**EXERCISE INSTRUCTIONS:** In the entries that follow, find the word "below" and report each line it is on.

**RECORDS TO PROCESS:**
== Segment start ==

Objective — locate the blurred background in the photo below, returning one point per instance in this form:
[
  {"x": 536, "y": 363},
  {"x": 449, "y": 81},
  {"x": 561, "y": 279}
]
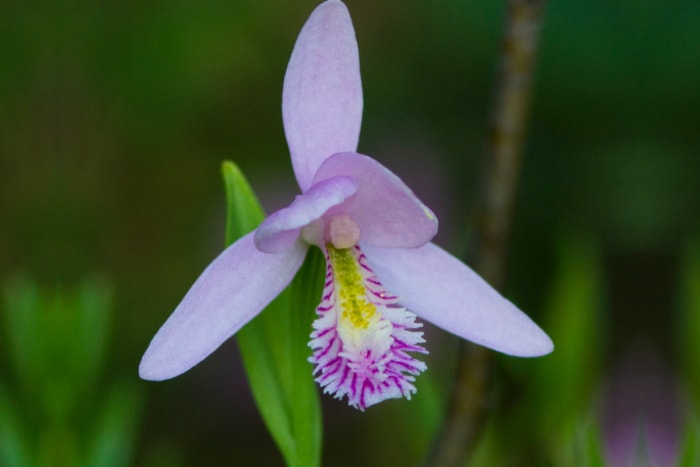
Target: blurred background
[{"x": 115, "y": 118}]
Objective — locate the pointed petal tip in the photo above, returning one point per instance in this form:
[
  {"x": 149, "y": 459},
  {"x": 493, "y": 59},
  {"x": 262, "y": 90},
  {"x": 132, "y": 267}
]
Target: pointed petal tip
[
  {"x": 441, "y": 289},
  {"x": 537, "y": 344},
  {"x": 322, "y": 92},
  {"x": 231, "y": 291}
]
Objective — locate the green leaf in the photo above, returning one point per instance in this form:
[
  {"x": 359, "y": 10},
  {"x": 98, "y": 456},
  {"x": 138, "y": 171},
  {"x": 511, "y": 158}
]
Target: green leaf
[
  {"x": 274, "y": 346},
  {"x": 689, "y": 322}
]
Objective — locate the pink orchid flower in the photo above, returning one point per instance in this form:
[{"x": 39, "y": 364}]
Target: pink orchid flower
[{"x": 374, "y": 233}]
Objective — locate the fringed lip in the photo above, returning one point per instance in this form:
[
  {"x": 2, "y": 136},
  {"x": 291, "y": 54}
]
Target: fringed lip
[{"x": 362, "y": 337}]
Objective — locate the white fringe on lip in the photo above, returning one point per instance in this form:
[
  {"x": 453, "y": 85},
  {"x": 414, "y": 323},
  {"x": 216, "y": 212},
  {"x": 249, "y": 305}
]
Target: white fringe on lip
[{"x": 370, "y": 363}]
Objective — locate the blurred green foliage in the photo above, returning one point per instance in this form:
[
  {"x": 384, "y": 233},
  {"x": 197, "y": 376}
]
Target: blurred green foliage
[
  {"x": 115, "y": 116},
  {"x": 53, "y": 410}
]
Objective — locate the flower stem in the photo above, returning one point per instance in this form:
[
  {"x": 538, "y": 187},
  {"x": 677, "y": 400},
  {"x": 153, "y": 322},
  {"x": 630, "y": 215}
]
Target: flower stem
[{"x": 494, "y": 210}]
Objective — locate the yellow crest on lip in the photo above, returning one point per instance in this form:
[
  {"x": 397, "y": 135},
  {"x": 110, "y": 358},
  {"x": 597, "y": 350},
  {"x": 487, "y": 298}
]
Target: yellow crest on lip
[{"x": 358, "y": 311}]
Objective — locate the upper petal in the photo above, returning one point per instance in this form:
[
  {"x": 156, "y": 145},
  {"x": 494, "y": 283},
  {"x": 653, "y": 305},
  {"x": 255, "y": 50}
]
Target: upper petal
[
  {"x": 322, "y": 95},
  {"x": 234, "y": 288},
  {"x": 281, "y": 229},
  {"x": 441, "y": 289},
  {"x": 387, "y": 211}
]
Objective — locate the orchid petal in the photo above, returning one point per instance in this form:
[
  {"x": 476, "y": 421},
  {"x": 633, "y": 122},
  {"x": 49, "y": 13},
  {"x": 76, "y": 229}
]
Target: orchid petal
[
  {"x": 281, "y": 229},
  {"x": 387, "y": 211},
  {"x": 322, "y": 95},
  {"x": 233, "y": 289},
  {"x": 441, "y": 289}
]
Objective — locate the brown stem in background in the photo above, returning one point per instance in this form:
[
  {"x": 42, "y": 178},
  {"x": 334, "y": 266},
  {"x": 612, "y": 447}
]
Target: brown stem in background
[{"x": 493, "y": 218}]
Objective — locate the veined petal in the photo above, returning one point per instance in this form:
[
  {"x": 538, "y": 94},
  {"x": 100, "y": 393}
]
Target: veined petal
[
  {"x": 234, "y": 288},
  {"x": 441, "y": 289},
  {"x": 322, "y": 94},
  {"x": 280, "y": 231},
  {"x": 361, "y": 338},
  {"x": 387, "y": 211}
]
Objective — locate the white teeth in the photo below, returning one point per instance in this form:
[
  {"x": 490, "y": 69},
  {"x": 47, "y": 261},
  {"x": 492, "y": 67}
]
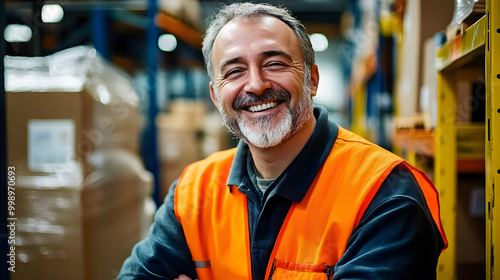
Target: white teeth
[{"x": 262, "y": 107}]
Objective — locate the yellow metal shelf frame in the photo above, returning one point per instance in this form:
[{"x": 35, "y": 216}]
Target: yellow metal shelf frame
[
  {"x": 481, "y": 41},
  {"x": 492, "y": 135}
]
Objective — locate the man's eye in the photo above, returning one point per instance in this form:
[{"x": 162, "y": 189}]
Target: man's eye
[
  {"x": 232, "y": 72},
  {"x": 276, "y": 64}
]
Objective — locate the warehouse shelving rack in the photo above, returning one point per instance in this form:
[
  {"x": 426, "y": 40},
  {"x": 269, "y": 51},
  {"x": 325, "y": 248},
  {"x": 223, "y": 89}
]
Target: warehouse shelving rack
[{"x": 478, "y": 45}]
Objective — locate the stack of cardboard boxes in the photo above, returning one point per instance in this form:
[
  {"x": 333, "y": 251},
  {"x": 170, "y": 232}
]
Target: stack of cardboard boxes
[{"x": 81, "y": 190}]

== Segment end ==

**RESULT OF THE EXERCISE:**
Objective — locate the blurred background in the photo below, returning one point per instance in this form:
Objective — locate the white teeth in the photo below, returning one point per instance in this form:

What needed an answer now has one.